▸ Compito breve A
Ricopia il passo dell'articolo che inizia con le parole "Ha detto che" e termina dopo "potere del regime.", rinominando "regime" in "governo".
▸ Compito breve B
Nell'articolo, quali paesi vengono citati accanto alla Cina come dittature da cui si disinveste?
▸ Compito breve C
Riprendi l'articolo sulla libertà e sul lavoro in America, proseguendo dopo l'ultima frase riportata.

▸ Articolo
Mi ha raccontato del suo eccellente lavoro nel marketing digitale a New York con un’azienda italiana che ha iniziato in America e ora aprirà le operazioni in Italia.
Ha parlato degli enormi investimenti che fluiscono dall’Europa e del resto del mondo negli Stati Uniti e del disinvestimento in Cina e in altre dittature come Russia, Iran e Venezuela.
Ha detto che la libertà è la differenza tra comunismo, fascismo e altri “ismi” che negano la libertà individuale e collettiva per il bene dello Stato e per preservare il potere del regime.

Mi piace osservare le tendenze e separare i “rumori dai segnali.”
Una di queste tendenze è ciò che sta accadendo ora in America, mentre milioni di nuovi posti di lavoro vengono creati in una democrazia imperfetta ma vibrante, in un paese diviso, in una nazione che mette in discussione i suoi valori mentre combatte al suo interno i suoi problemi di libertà, giustizia e uguaglianza. .

▸ Estratti del materiale
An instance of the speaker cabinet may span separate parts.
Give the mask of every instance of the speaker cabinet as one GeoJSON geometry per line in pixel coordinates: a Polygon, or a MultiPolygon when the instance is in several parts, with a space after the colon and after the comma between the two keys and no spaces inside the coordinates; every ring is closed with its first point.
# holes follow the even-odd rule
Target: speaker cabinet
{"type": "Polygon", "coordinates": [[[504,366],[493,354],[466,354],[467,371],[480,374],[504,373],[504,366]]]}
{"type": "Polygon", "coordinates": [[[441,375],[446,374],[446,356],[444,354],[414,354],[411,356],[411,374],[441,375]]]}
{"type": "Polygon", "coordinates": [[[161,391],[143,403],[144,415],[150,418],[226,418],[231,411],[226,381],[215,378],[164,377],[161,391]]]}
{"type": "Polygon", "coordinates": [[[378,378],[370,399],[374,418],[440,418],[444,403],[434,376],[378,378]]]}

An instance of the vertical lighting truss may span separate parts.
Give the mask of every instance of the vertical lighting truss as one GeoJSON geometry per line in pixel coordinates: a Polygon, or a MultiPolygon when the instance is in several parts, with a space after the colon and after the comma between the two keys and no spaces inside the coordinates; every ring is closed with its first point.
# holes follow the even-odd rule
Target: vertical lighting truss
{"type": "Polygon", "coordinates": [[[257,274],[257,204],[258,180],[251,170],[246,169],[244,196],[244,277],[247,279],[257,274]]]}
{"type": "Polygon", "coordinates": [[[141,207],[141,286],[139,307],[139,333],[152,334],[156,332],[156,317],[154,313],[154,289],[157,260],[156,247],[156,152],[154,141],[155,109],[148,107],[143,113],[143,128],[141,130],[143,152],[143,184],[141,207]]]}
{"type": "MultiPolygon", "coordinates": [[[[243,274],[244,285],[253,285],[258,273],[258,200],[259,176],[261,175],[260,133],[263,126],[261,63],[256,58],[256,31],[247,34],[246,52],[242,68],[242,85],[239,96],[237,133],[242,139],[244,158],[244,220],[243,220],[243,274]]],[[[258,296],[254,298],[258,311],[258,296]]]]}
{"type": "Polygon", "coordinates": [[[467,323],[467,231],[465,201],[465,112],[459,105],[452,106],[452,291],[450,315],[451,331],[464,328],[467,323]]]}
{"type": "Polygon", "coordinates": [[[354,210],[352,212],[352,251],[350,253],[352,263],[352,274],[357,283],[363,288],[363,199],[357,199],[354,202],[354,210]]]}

▸ Risultato A
Ha detto che la libertà è la differenza tra comunismo, fascismo e altri “ismi” che negano la libertà individuale e collettiva per il bene dello Stato e per preservare il potere del governo.

▸ Risultato B
Russia, Iran e Venezuela.

▸ Risultato C
Il seguente articolo di David Brooks del New York Times mette a confronto ciò che sta accadendo in America e perché e cosa sta accadendo in Cina e perché.
Vale la pena comprenderlo mentre il mondo entra in una nuova era di opportunità economiche accompagnate dalla libertà con tutti i rischi, i sacrifici e il dolore che porterà insieme al progresso personale e a un’era di crescita senza precedenti nella storia umana.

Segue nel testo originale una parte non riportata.